▶ _MATERIALS PROVIDED_:

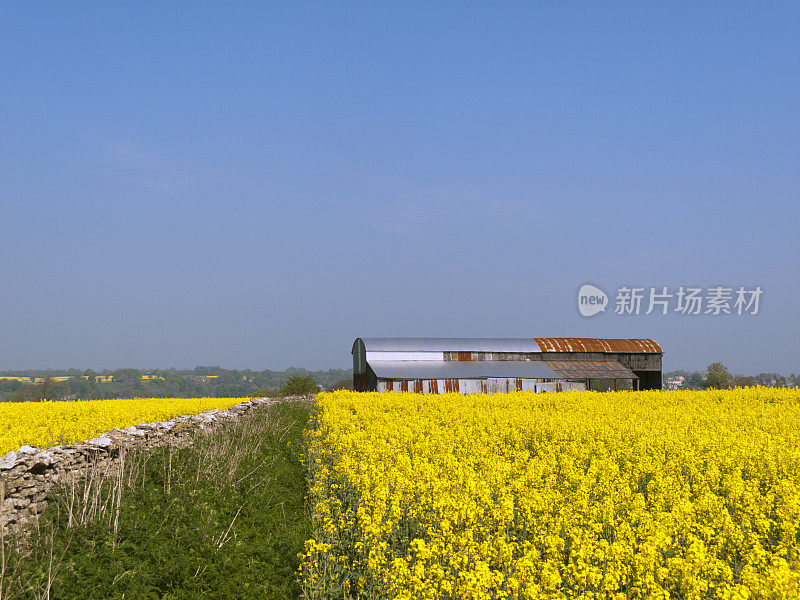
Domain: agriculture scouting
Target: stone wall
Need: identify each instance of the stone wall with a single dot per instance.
(28, 474)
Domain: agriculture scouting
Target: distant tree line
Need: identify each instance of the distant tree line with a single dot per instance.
(717, 376)
(203, 381)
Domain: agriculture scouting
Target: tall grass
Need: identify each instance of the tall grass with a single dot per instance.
(221, 517)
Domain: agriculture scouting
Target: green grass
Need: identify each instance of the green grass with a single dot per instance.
(222, 518)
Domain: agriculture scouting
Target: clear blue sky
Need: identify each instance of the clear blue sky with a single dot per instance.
(256, 185)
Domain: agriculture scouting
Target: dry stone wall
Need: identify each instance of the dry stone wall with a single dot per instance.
(27, 475)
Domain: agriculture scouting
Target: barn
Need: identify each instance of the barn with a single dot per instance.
(489, 365)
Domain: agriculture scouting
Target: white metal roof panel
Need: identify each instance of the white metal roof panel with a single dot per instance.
(451, 345)
(526, 369)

▶ _INSTRUCTIONS TO FOLLOW_:
Write out all the records again with "agriculture scouting" switched to "farm survey" wherever it appears, keeping everything else the same. Leave the pictures out.

▶ _SOLVED PROBLEM_:
Domain: farm survey
Target: stone wall
Need: identify each instance of the stone wall with a single dot per instance.
(28, 474)
Domain: farm survey
Target: distant tree line
Need: identify each instance of the distant tree line with a single dot per instance.
(717, 376)
(203, 381)
Domain: farm survey
Target: tall grass
Need: identify each instance of the tall grass with a single dot per instance.
(221, 517)
Domain: farm survey
Target: green grass
Need: identify each instance of the green grass with a single dot per instance.
(222, 518)
Domain: farm survey
Target: clear blue sky
Need: identify each instance of the clear blue sky with a single dot per instance.
(256, 185)
Domain: farm survey
Target: dry stone wall
Need: identify each instance of the dry stone wall with a single dot per instance.
(27, 475)
Domain: farm survey
Target: barn
Need: identify each instance of the barn with a single dot per instance.
(489, 365)
Domain: farm survey
Target: white metal roof panel
Need: identify each instance of the white metal roof panel with a single dot per instance.
(451, 345)
(526, 369)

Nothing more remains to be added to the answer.